(Action item)
Transcribe the data that follows in full. Leave out the pictures.

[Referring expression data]
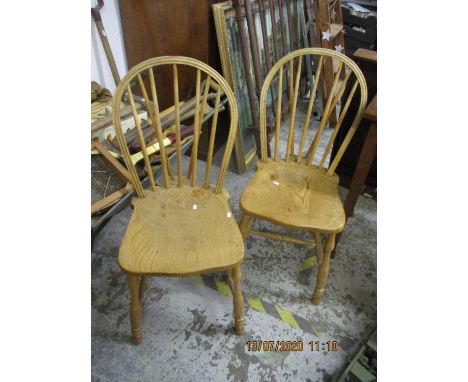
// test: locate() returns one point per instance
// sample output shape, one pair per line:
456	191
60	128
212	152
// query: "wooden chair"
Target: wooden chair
182	226
292	191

(Written solution)
// test: locate() returns one point per instance
// sample output shape, one pair per line:
456	191
60	128
212	152
// query: "wooden chair"
Target: wooden chair
182	226
292	191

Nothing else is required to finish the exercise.